**Supplied text:**
>> START

First of all, what is the particular Fractional Step Method implemented. That is, what of the following papers do i have to check first to find the one implemented in the solver:

S. Armseld and R. Street. The Fractional-Step Method for the Navier-Stokes Equations on Staggered Grids: Accuracy of Three Variations. Journal of Computational Physics, 1999

J. K. Dukowwicz and A. S. Dvinsky. Approximate Factorization as a High-Order Splitting for the Implicit Incompressible Flow Equations. Journal of Computational Physics, 1992.

H. M. Glaz J. B. Bell, P. Colella. Second-Order Projection Method for the Incompressible Navier-Stokes Equations. Journal of Computational Physics, 1989.

H. M. Glaz J. B. Bell, P. Colella. An Analysis of the Fractional-Step Method. Journal of Computational Physics, 1993.

R. I. Issa. Solution of Implicitly Discretized Fluid Flow Equations by Operator Splitting. J. Comput. Phys., 1986.

The user's manual is not clear about this.

The second question is about PRESTO. What i understood is that, whatever pressure-velocity coupling scheme i use, the pressure obtained from the pressure correction equation is still in the cell centers. At this time i should interpolate it to cell faces to implement it in the momentum equation (to make the pressure correction in a conservative way). The PRESTO, instead of doing this interpolation, acts in writing the continuity equation in a ficticious staggered cell (centered around the face where i need the pressure). Is this right?

Finally, if i'm right, is also right that the continuity equation, in being discretized in this new position, still needs that the velocity on the faces has to be calculated with the Rhie & Chow approach (Ferziger p.247 ?) to prevent the pressure checkerboarding?

>> END

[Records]
>> START

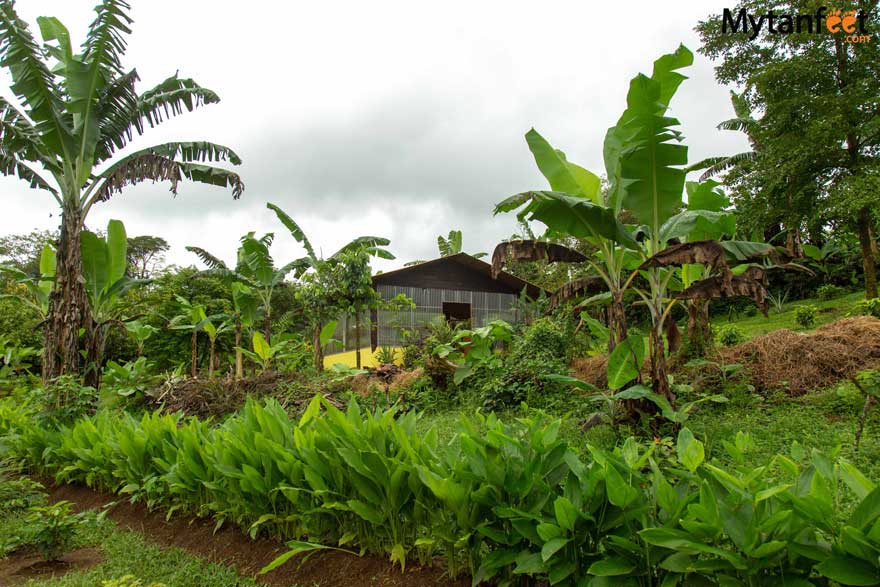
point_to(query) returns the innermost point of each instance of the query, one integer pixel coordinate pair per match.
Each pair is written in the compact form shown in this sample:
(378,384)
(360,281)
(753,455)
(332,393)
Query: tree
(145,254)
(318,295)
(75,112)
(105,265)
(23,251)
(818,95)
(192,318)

>> END
>> START

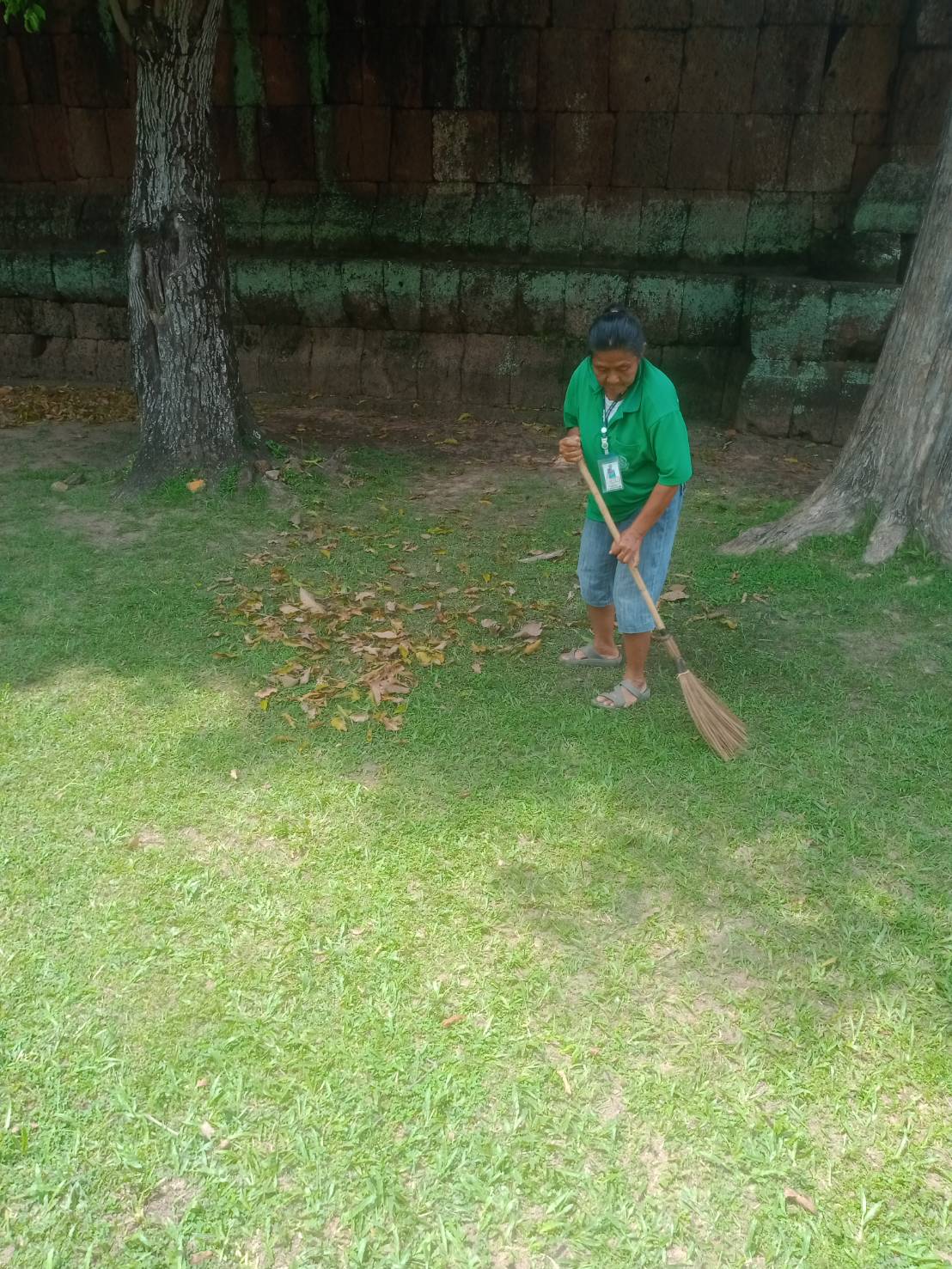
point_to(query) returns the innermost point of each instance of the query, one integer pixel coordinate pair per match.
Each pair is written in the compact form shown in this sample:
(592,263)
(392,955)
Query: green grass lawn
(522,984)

>> END
>> START

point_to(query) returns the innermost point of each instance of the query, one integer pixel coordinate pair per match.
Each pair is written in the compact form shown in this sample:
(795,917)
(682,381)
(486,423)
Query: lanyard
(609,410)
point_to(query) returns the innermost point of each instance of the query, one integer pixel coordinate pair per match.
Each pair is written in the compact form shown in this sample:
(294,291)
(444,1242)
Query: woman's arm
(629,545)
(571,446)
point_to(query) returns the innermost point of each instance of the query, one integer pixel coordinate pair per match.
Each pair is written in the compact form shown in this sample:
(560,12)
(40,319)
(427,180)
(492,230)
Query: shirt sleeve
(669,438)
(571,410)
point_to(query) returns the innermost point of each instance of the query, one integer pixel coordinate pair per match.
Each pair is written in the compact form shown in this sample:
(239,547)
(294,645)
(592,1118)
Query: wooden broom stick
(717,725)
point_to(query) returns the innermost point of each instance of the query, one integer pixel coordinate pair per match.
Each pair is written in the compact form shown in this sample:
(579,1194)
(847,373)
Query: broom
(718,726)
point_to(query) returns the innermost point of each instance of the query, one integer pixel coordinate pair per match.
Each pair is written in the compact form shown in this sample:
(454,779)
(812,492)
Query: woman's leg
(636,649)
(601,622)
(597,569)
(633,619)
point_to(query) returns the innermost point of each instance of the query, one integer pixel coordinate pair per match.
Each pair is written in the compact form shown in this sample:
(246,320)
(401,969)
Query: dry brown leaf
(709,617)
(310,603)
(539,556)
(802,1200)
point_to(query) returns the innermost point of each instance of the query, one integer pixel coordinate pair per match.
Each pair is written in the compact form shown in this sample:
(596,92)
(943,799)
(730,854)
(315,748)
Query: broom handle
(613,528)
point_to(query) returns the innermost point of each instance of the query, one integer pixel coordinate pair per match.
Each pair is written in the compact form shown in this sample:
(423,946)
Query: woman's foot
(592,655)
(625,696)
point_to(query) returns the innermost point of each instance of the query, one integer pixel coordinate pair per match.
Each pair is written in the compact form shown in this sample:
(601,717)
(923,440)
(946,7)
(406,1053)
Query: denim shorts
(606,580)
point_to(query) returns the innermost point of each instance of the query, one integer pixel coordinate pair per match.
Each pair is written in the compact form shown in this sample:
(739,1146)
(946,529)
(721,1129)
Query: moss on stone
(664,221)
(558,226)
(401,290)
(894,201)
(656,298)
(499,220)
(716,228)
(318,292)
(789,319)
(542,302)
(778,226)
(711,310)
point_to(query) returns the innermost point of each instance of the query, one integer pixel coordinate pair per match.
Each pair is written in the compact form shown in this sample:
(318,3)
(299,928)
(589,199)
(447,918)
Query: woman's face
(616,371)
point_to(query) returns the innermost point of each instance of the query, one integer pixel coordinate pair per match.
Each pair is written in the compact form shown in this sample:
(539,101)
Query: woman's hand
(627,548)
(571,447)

>> END

**Tasks to complete:**
1/ Decide whether each statement agrees with the text above about the Fractional Step Method and PRESTO, answering yes or no and quoting the words that settle it. (a) The user's manual makes clear which method is implemented. (b) The pressure from the pressure correction equation is still in the cell centers. (c) The listed paper by R. I. Issa dates from 1999.
2/ Carry on writing the text about the Fractional Step Method and PRESTO from where it stops.

**Written answers:**
1/
(a) No: "The user's manual is not clear about this."
(b) Yes: "the pressure obtained from the pressure correction equation is still in the cell centers"
(c) No: "J. Comput. Phys., 1986."

2/
Also, i would appreciate if anyone could tell me where, in the Patankar's book (referenced in the references), i can find something about the PRESTO.

The question about the LES is that, if there will not be stability problems, i'd like in future to implement the scale similarity approach via UDF. Specifically, to follow the approach suggested by Morinishi using a two parameter dynamic mixed model, i think that the define_source approach is not effective (because the momentum equations with their sources are solved before of the turbulence model), instead an execute_at_the_end should be the right choice. Does anyone has experience about this?

Finally, about the last question, could be useful the reading of the paper:

S.E. Kim. Large eddy simulation using unstructured meshes and dynamic subgridscale turbulence models. Technical Report AIAA-2004-2548, American Institute of Aeronautics and Astronautics, 34th Fluid Dynamics Conference and Exhibit, June 2004

suggested in the user's manual?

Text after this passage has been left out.